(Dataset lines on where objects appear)

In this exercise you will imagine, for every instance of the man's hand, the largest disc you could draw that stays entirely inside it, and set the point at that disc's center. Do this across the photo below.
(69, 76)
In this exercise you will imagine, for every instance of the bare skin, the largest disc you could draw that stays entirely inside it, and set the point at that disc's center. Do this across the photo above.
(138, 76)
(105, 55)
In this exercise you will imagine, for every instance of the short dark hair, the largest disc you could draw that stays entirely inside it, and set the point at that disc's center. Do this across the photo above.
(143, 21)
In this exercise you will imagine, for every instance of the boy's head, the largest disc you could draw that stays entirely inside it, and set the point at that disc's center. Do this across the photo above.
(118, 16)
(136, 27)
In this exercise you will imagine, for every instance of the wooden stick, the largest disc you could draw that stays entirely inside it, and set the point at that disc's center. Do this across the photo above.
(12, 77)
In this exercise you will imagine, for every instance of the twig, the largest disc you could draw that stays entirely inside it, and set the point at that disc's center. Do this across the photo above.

■ TASK REQUIREMENTS: Switch every "disc" in the lines above to "circle" and leave everything else as it is.

■ THE RESPONSE:
In this exercise you will imagine, for every instance of the man's hand, the largest circle you could draw that stays entirely inside it, and set the point at that circle's center. Do this across the photo below.
(69, 76)
In this exercise you will imagine, for every instance of the bare skin, the largest circle you could draw that stays entirely inside it, and set the point at that circle's center. Do this across the photo above.
(138, 76)
(105, 55)
In this exercise you will imagine, for every instance of the short dark hair, the largest circle you could draw that stays entirely inside it, and set the point at that circle's center. Do this across the photo above.
(143, 21)
In this exercise you will imagine, for every instance of the boy's head, the largest circle you could draw that stays entirely inside it, and set the point at that circle's center. Do this across the photo above.
(118, 16)
(136, 27)
In this exercise you will imagine, for every instance of the wooden stick, the largest circle you could draw that stays entirely inside it, and set the point at that circle's center. Do this across the photo above.
(12, 77)
In this exercise you will imagine, for every instance of the twig, the largest circle you could draw that stays entirely inside it, and set the point at that circle's center. Do this across the photo above.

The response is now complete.